Segment Open
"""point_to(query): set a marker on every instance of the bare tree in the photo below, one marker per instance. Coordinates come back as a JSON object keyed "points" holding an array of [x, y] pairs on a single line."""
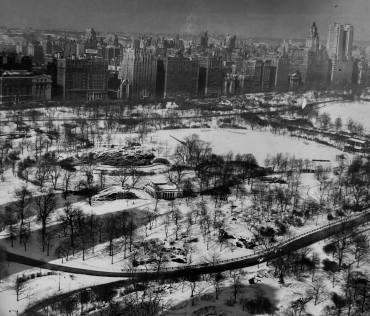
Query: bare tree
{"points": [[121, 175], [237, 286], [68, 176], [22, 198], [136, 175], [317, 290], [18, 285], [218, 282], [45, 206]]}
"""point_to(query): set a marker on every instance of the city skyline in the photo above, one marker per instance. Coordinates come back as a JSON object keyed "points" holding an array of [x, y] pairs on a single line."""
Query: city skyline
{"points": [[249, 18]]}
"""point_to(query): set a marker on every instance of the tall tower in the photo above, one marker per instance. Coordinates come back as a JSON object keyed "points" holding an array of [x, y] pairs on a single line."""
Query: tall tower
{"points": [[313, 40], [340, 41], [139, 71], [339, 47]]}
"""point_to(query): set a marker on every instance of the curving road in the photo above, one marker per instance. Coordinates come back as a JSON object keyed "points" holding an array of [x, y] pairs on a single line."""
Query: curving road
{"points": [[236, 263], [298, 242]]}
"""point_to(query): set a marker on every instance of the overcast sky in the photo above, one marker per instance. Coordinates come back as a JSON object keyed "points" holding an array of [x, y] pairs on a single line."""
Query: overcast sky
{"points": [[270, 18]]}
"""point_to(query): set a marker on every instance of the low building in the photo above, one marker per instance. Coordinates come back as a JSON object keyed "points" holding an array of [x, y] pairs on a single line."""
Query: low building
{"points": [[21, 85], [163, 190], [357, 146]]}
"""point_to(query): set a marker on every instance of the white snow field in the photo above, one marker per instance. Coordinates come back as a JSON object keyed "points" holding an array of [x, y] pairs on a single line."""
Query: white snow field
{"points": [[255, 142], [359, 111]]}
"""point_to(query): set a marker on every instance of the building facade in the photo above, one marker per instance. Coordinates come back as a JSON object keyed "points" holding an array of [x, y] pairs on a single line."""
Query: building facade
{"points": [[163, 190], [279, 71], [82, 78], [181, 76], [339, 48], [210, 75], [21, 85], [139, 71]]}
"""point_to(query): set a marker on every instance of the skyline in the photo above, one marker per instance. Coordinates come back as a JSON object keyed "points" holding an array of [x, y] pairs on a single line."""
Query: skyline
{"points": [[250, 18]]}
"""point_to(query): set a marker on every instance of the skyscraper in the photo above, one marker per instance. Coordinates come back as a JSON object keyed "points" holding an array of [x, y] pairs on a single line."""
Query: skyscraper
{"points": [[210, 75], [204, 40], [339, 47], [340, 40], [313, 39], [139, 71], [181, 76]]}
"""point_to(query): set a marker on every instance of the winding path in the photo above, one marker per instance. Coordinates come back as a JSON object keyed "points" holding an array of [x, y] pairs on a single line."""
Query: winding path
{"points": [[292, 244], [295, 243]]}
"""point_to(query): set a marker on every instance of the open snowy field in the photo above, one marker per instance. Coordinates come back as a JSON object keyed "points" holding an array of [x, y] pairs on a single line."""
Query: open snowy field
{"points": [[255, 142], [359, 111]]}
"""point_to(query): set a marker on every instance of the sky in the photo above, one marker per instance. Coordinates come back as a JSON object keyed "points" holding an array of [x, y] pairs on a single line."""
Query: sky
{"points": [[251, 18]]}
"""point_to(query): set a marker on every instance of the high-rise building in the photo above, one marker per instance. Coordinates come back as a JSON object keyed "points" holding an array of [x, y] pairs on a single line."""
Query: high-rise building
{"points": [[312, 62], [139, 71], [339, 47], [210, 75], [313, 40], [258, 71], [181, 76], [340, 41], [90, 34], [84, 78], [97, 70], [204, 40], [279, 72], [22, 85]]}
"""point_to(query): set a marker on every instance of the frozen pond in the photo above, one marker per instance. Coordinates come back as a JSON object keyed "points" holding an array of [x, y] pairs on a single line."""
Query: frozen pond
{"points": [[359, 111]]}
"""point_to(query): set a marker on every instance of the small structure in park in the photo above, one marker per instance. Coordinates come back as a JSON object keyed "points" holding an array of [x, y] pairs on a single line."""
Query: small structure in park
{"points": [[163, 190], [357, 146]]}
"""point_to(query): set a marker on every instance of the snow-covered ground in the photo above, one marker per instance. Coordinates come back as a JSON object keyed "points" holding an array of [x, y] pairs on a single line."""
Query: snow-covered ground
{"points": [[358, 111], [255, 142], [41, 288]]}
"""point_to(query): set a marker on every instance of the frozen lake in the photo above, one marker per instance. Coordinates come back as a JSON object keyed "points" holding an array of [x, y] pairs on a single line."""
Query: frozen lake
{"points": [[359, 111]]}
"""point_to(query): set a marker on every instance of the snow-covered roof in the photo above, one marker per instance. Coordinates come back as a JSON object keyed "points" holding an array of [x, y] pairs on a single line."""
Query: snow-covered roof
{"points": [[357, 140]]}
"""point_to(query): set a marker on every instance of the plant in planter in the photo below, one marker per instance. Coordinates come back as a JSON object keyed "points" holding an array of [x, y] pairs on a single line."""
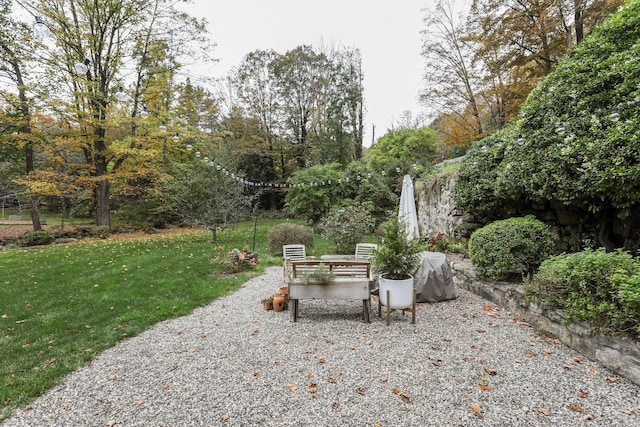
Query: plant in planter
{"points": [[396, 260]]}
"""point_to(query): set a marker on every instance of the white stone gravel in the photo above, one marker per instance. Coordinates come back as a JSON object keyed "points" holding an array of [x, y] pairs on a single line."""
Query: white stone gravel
Segment Closed
The only acceptable answer is a number: how many lines in the data above hold the word "stone".

→ **ANSWER TO THE EXERCISE**
2